* _RECORDS FOR THE TASK_
"""
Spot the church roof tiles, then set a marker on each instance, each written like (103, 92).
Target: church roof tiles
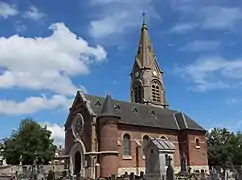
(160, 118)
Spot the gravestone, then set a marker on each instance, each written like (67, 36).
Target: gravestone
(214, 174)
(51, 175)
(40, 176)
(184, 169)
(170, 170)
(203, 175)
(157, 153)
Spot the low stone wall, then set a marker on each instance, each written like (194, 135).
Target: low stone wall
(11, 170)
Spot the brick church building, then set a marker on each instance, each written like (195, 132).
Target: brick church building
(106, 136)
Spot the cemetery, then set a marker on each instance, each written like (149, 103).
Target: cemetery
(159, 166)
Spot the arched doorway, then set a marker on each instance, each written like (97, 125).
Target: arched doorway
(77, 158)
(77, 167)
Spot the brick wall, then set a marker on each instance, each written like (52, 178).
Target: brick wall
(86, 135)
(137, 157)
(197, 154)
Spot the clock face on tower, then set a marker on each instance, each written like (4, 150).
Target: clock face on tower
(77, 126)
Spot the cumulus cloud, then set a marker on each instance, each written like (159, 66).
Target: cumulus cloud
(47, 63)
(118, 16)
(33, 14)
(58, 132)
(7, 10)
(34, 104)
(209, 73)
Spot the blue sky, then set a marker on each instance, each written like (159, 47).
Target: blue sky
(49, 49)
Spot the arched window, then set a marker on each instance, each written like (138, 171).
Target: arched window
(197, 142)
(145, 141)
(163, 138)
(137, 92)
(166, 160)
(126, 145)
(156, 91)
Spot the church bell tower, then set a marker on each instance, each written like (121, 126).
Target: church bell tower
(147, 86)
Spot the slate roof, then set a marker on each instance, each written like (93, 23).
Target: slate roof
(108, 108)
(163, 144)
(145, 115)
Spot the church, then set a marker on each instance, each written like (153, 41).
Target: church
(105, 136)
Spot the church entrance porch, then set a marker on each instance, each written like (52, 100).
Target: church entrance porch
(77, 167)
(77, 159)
"""
"""
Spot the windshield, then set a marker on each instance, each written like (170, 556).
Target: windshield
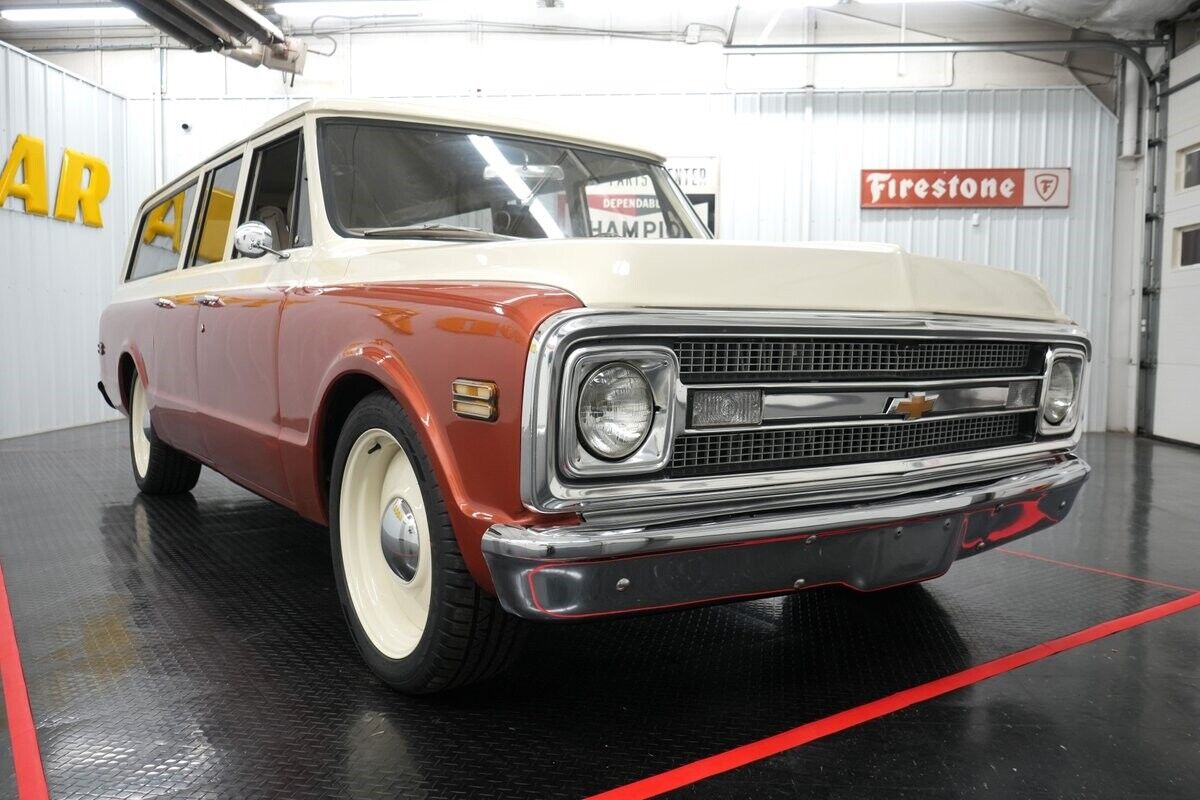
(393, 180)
"""
Print again the lines of the entries above that fall between the line holding "Target: brick church building" and the line holding "Spot the clock", inclusive, exactly as they stand.

* _COMPLETED TASK_
Target: brick church building
(106, 136)
Spot the cemetery, then set a marker on each instance, each written like (149, 103).
Target: cemetery
(159, 166)
Spot the arched doorway, then set a marker on each instance, each written like (97, 125).
Target: arched doorway
(77, 158)
(77, 167)
Spot the brick wall, then set a marker on each instance, each written like (52, 178).
Target: brick wall
(86, 135)
(137, 157)
(197, 154)
Spot the clock face on tower, then set a marker on each instance, each written like (4, 150).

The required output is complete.